### Exercise
Produce an exact copy of all the records.

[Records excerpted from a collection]
--- --- ---

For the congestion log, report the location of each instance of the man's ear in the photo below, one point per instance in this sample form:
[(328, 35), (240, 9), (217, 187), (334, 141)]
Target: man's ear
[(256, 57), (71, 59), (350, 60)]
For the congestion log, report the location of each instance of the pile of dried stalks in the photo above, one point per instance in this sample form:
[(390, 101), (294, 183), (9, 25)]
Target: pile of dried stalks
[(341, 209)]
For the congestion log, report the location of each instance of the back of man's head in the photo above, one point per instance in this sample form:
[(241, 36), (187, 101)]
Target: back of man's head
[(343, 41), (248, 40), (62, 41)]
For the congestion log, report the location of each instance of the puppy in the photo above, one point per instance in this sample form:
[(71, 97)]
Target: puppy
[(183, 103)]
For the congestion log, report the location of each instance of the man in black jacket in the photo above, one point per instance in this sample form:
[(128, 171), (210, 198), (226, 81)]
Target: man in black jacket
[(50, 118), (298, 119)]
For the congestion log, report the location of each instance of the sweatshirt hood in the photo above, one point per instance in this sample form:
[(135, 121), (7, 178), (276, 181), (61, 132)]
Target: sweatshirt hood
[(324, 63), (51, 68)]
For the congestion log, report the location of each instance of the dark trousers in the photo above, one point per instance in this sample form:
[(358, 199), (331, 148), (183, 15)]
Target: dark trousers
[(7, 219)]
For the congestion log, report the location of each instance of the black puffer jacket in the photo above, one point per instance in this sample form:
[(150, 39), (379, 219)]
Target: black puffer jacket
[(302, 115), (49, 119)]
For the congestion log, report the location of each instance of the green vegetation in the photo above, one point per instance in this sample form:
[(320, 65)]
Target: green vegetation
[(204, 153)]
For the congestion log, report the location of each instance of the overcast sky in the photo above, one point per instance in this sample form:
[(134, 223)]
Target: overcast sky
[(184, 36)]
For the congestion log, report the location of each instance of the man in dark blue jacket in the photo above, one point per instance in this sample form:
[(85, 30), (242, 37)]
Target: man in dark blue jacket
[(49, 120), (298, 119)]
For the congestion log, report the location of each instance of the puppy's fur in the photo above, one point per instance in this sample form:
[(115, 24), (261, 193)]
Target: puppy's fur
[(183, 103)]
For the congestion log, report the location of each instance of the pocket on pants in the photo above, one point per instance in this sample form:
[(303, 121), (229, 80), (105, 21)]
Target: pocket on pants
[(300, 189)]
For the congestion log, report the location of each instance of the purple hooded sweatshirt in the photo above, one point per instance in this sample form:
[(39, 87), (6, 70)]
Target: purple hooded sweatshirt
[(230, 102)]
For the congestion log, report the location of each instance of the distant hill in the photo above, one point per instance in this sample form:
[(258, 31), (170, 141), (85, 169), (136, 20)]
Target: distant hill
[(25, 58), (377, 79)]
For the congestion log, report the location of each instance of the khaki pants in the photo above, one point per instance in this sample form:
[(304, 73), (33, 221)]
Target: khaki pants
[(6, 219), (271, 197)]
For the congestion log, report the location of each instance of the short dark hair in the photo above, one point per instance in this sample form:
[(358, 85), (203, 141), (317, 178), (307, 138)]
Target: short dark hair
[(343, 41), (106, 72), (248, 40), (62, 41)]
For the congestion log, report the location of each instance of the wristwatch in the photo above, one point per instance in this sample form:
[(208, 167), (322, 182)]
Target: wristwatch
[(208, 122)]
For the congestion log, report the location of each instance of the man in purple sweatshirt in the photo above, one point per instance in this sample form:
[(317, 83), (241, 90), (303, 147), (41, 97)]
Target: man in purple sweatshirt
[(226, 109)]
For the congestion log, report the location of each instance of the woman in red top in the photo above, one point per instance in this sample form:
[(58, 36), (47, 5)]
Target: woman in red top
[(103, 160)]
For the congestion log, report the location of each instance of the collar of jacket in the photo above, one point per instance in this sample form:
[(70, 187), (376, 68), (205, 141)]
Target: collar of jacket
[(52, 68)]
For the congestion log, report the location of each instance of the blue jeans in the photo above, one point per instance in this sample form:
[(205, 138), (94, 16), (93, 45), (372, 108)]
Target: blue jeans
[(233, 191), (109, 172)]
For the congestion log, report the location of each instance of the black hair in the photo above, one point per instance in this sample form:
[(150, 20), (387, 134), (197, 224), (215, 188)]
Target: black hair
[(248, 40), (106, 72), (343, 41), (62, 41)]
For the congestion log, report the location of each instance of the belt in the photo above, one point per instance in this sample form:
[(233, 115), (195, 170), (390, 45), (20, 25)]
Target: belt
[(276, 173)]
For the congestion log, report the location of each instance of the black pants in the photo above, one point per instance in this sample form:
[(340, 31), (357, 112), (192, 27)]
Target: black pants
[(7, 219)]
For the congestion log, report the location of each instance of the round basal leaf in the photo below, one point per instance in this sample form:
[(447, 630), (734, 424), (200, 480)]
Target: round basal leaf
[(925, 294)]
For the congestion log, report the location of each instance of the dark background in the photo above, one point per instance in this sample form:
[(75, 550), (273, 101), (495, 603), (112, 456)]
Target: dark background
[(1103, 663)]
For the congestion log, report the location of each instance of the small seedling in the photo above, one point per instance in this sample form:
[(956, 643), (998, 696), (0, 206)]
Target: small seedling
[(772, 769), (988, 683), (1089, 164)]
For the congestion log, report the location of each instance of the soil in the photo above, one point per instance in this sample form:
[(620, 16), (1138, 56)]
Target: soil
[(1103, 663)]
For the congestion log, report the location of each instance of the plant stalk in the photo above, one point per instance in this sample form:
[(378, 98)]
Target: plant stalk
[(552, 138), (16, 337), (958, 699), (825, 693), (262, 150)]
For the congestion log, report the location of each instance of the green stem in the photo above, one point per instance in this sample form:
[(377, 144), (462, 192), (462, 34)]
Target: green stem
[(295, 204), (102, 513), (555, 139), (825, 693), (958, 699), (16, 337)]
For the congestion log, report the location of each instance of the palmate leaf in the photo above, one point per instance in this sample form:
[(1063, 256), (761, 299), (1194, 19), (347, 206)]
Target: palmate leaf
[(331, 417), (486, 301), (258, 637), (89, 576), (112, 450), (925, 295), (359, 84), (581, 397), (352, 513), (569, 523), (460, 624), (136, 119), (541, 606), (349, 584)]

--- --- ---

### Finished exercise
For the congestion log, report the location of each instance of the man's ear in the photo below, one point per instance in this sample form:
[(328, 35), (240, 9), (217, 187), (334, 141)]
Target: man's ear
[(256, 57), (71, 59), (350, 60)]
For the congestion log, report the location of each instance of the pile of dried stalks in the photo above, one point per instance in this sample form:
[(390, 101), (294, 183), (9, 25)]
Target: pile of dried stalks
[(341, 209)]
For the congestion log, report the location of each instance of the back of man's head in the photo above, one point per instance in this sample form:
[(241, 36), (187, 101)]
Target: back of man's head
[(343, 41), (248, 40), (62, 41)]
For the congestion log, report the location of each instance of the puppy in the photo above, one point per instance in this sample form:
[(71, 97)]
Target: puppy
[(183, 103)]
For the congestion log, report the location of each instance of the man in black jacket in the photo above, one point per instance in this sample form:
[(128, 171), (210, 198), (226, 81)]
Target: man in black jacket
[(50, 118), (298, 119)]
For the congestion log, report the location of each instance of the sweatshirt hood in the photo above, one point per instance in this sample form:
[(135, 121), (7, 178), (276, 181), (61, 132)]
Target: sweatshirt hood
[(324, 63), (51, 68)]
For the congestion log, report the location of each instance of the dark trousers in the photo above, one point per instance in this sample form:
[(358, 199), (331, 148), (183, 15)]
Target: dark trousers
[(7, 219)]
For the congestion log, report the location of each instance of the black puffer jacket in the photo above, one point per instance in this sample form:
[(150, 39), (379, 219)]
Target: black puffer jacket
[(302, 115), (49, 119)]
For the congestion log, report the location of each instance of the green vegetation in the photo above, one point per instance in this sample form:
[(320, 65)]
Target: green vegetation
[(204, 153)]
For the congestion log, report the location of each instance of the overcast sky in the photo above, one point per instance in this sample form:
[(134, 223)]
Target: overcast sky
[(184, 36)]
For the congestion log, report the location of each instance of the man in dark blue jacket in the photo above, one point per instance in this sample form:
[(85, 30), (242, 37)]
Target: man in dark blue jacket
[(49, 120), (298, 119)]
For the congestion log, report the location of each instance of the puppy's fur in the photo above, one point per instance in this sample form:
[(115, 24), (261, 193)]
Target: puppy's fur
[(183, 103)]
For the congestion log, report the location of each instance of the pocket on pants in the photo above, one point per instance in this sample form:
[(303, 121), (229, 80), (105, 21)]
Target: pocket on pants
[(300, 189)]
For the congestion log, report the location of each instance of the purple hooded sweatshirt in the photo above, one point per instance in this sample form:
[(39, 87), (6, 70)]
Target: purple hooded sweatshirt
[(230, 102)]
For the congestion log, report the location of each instance of the distant hill in the photo above, one point per instance in this sample form:
[(258, 31), (170, 141), (85, 169), (136, 20)]
Target: distant hill
[(25, 58), (377, 79)]
For the congestion log, report the location of each instance of the khaki pants in the photo above, one point per instance in this sample form:
[(304, 73), (33, 221)]
Target: khaki pants
[(6, 219), (271, 197)]
For the congestion log, report the location of each instance of the short dark hair in the photo above, one point per instance in this sample form:
[(358, 85), (203, 141), (317, 178), (307, 138)]
Target: short dark hair
[(343, 41), (106, 72), (248, 40), (62, 41)]
For the congestion log, report the location of each instance of the wristwatch in the photo above, one point per instance in this sample form:
[(208, 167), (322, 182)]
Target: wristwatch
[(208, 122)]
For the congestion log, report the location of each instance of the man in purple sweatshirt in the photo above, one point per instance in this sample form:
[(317, 83), (241, 90), (303, 147), (41, 97)]
Target: man in purple sweatshirt
[(226, 109)]
For the congestion log, report the location of each instance of the woman in red top in the photo above, one point per instance in this sample form:
[(58, 36), (47, 5)]
Target: woman in red top
[(103, 160)]
For the congestion log, report the location of each instance of the collar of jacket in the photo above, one point per instance in this sample form:
[(70, 187), (376, 68), (205, 141)]
Target: collar of jacket
[(52, 68)]
For the congestion log, report the location of each instance of the blue jeans in the photo above, one point per instance in this sample form:
[(205, 138), (94, 16), (93, 45), (372, 108)]
Target: blue jeans
[(233, 191), (109, 172)]
For the congestion log, report the location of each instance of the black hair in the photo above, one point per instance in this sample form:
[(150, 20), (387, 134), (197, 224), (215, 188)]
Target: black hair
[(248, 40), (106, 72), (343, 41), (62, 41)]
For the congestion log, report the location of each instance of the belt in the photo above, one point per instance in this sample form:
[(233, 115), (195, 170), (390, 45), (20, 25)]
Target: belt
[(276, 173)]
For the congestion log, report the location of each instance of the black pants in the photo above, one point per instance in this sample form:
[(340, 31), (357, 112), (192, 27)]
Target: black pants
[(7, 219)]
For the congestion log, report the location of each instance of the round basal leaf in the photo below, one point per instance in this sample form:
[(447, 630), (734, 424), (200, 480)]
Target: round basal leaf
[(925, 294)]
For the congestion log, report the location of each instance of the dark background in the photo above, one point per instance in this sample form:
[(75, 550), (273, 101), (495, 603), (112, 456)]
Target: dark background
[(1103, 663)]
For the congestion log, report the location of each instance of the small seedling in the photo above, one point per instance in this sample form:
[(956, 643), (998, 696), (0, 206)]
Target: small seedling
[(772, 769), (988, 683), (1089, 164)]
For the congestion log, report the location of each instance of the soil in the photo above, one point per instance in this sample form:
[(620, 16), (1138, 56)]
Target: soil
[(1103, 663)]
For the congestion log, report the location of each instance of the plant stalk in the photo above, one point per instance in this sample form:
[(378, 98)]
Target: plant stalk
[(552, 138), (16, 337), (958, 699), (825, 693), (262, 150)]
For the congestion log, report the location of each instance of the green stem in the photo above, one point per instance in this sample form:
[(377, 144), (462, 192), (462, 34)]
Target: green stem
[(295, 204), (102, 513), (555, 139), (825, 693), (958, 699), (16, 337)]
For the congestion log, report the location of each instance of the palmate leaf in the photo above, one point per instance in this sample form:
[(1063, 256), (761, 299), (1194, 19), (347, 206)]
Target: palmate leaf
[(331, 417), (486, 301), (258, 637), (89, 576), (112, 450), (925, 295), (359, 84), (581, 397), (352, 513), (569, 523), (460, 624), (136, 119), (541, 606), (349, 584)]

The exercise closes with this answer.